══ Information provided ══

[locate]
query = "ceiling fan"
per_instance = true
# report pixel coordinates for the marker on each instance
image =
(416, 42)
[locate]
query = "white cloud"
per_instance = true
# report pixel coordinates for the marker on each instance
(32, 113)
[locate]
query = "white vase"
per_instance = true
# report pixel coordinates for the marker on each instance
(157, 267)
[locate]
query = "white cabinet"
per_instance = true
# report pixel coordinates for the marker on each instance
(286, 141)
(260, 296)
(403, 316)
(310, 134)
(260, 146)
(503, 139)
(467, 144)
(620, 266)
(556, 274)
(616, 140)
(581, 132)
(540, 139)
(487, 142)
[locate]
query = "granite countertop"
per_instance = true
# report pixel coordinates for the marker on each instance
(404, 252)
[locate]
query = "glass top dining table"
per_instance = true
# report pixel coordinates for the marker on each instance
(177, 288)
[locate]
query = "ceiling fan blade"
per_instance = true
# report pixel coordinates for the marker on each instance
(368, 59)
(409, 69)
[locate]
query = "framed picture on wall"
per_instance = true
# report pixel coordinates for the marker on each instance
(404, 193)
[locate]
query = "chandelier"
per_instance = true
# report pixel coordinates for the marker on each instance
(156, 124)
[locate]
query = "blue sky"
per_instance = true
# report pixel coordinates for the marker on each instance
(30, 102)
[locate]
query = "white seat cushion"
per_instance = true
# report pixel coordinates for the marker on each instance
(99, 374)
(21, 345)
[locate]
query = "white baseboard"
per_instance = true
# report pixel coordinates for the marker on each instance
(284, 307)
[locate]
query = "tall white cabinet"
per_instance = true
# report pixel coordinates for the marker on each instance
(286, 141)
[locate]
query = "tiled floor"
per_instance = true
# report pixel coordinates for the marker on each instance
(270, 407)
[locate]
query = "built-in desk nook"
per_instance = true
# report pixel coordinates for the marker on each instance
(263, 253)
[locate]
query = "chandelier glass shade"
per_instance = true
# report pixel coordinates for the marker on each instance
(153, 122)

═══
══ Information provided ══

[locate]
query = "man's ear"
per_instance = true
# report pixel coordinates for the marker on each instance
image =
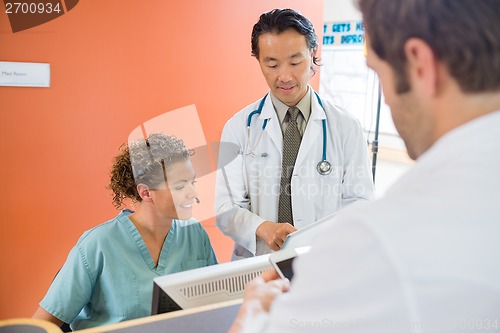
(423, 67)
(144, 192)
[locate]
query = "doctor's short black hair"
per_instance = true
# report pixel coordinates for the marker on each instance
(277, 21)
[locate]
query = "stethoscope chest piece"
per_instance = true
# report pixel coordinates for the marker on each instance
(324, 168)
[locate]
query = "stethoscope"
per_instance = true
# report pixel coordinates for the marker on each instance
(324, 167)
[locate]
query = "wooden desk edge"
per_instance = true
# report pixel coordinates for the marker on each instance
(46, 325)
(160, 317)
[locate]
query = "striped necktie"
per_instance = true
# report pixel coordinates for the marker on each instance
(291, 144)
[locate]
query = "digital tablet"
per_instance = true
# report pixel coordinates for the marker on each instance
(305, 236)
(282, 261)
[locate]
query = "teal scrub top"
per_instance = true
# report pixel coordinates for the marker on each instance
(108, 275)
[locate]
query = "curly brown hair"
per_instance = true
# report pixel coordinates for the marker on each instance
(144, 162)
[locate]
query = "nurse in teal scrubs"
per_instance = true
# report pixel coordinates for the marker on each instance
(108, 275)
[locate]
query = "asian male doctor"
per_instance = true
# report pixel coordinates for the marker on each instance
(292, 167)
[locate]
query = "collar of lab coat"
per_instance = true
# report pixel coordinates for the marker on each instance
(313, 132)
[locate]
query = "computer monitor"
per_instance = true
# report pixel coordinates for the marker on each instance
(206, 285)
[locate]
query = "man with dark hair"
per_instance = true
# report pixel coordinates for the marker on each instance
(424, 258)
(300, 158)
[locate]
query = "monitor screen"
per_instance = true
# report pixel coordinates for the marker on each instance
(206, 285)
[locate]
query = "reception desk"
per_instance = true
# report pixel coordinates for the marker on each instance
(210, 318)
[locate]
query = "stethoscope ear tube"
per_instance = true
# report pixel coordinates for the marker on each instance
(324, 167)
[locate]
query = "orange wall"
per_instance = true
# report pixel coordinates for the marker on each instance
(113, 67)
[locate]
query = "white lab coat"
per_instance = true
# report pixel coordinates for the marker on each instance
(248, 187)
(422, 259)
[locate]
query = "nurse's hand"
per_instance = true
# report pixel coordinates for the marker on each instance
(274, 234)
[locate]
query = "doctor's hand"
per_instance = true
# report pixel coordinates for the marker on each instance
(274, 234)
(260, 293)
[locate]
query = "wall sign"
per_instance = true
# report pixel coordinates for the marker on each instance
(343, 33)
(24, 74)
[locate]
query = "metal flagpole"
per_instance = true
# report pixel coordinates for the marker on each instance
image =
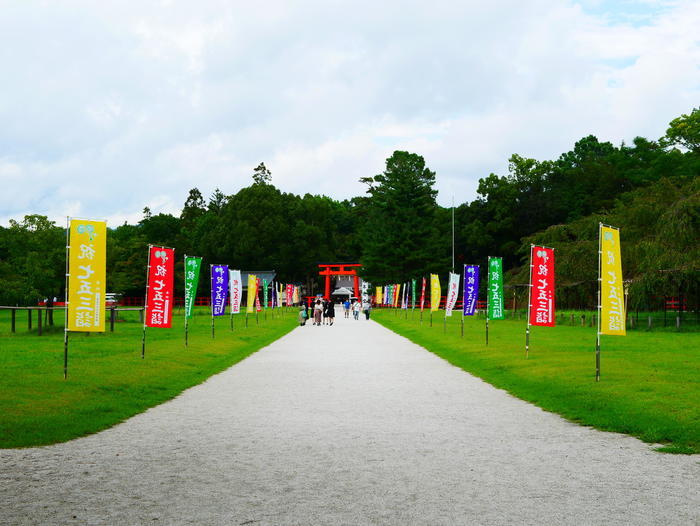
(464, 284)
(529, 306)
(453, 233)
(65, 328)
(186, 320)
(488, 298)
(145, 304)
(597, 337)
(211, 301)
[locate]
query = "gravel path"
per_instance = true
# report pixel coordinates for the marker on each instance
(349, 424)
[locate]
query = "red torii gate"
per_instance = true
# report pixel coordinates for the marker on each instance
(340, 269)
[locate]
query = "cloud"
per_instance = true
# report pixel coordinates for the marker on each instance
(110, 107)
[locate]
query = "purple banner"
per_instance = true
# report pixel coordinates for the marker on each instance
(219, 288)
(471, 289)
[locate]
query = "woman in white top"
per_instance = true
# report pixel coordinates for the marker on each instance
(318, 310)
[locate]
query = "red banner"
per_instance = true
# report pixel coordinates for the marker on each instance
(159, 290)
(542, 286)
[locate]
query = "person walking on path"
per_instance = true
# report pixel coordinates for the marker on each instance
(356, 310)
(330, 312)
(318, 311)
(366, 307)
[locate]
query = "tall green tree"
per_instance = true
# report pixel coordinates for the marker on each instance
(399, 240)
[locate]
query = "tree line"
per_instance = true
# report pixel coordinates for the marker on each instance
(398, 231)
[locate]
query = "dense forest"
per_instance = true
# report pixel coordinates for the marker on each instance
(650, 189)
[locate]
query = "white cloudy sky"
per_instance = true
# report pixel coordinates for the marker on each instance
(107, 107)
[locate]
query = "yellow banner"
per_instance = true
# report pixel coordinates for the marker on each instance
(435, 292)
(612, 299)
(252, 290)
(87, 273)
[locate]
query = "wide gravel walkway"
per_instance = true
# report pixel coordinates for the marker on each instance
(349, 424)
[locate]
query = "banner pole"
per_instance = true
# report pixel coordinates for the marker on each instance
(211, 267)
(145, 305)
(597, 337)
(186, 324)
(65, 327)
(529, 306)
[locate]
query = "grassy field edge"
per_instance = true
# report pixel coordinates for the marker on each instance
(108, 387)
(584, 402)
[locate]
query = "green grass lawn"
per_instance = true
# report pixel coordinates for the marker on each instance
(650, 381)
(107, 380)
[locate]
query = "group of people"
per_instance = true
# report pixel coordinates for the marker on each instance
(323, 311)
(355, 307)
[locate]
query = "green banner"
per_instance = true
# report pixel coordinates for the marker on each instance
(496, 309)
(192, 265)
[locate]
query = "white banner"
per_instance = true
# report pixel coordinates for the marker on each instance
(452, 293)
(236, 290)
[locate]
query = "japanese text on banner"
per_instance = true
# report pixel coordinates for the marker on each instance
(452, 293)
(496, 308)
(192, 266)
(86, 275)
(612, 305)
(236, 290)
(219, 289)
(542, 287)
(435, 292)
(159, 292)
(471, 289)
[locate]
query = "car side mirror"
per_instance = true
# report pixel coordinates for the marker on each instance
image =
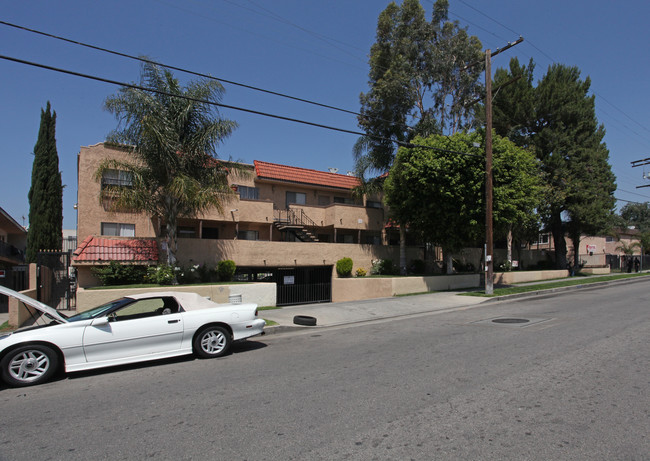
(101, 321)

═══
══ Information provided ══

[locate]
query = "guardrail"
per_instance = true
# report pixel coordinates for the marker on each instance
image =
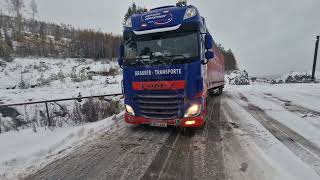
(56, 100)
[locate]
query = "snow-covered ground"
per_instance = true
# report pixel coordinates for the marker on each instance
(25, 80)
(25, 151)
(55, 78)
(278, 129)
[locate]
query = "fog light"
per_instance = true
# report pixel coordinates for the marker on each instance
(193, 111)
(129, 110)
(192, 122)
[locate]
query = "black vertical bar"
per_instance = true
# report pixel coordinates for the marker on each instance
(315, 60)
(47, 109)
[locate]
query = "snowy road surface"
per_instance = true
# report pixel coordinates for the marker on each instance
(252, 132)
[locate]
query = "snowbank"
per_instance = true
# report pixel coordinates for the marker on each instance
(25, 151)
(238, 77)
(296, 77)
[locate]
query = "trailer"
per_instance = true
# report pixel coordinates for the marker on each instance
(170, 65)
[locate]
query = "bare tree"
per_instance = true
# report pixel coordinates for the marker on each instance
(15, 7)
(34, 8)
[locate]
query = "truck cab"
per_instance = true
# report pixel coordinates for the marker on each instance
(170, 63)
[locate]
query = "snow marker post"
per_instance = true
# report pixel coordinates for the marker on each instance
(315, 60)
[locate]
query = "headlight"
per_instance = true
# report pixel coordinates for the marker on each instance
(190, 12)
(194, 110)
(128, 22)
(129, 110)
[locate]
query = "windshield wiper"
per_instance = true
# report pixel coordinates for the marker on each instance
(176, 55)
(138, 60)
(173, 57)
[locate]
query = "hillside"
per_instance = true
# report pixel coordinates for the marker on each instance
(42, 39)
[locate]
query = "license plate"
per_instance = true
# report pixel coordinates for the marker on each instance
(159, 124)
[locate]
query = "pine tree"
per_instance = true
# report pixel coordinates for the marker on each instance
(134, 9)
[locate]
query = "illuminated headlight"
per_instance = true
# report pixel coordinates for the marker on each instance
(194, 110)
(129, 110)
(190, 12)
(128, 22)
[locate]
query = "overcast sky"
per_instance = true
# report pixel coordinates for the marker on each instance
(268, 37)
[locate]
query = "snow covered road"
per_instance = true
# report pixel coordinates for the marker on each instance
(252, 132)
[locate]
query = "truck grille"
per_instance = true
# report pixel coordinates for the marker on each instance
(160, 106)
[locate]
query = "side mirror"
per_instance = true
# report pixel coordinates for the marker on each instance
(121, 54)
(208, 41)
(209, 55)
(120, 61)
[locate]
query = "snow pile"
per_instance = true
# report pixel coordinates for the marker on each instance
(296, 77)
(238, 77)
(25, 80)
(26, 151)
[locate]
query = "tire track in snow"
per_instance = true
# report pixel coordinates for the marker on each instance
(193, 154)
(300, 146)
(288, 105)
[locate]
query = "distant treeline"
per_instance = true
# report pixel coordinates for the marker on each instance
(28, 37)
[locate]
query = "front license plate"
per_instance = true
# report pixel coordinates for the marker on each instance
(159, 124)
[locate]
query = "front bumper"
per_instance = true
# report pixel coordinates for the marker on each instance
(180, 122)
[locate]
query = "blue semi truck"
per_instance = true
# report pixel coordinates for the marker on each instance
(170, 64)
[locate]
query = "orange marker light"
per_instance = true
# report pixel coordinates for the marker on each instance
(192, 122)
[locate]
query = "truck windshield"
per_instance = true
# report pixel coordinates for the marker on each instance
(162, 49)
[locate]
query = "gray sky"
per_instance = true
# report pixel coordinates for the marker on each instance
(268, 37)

═══

**Short task**: Pull out every line from the records above that contains the word "doctor" and copy each one.

**Answer for this exercise**:
query = "doctor's short black hair"
query = "asian male doctor"
query = "doctor's hand"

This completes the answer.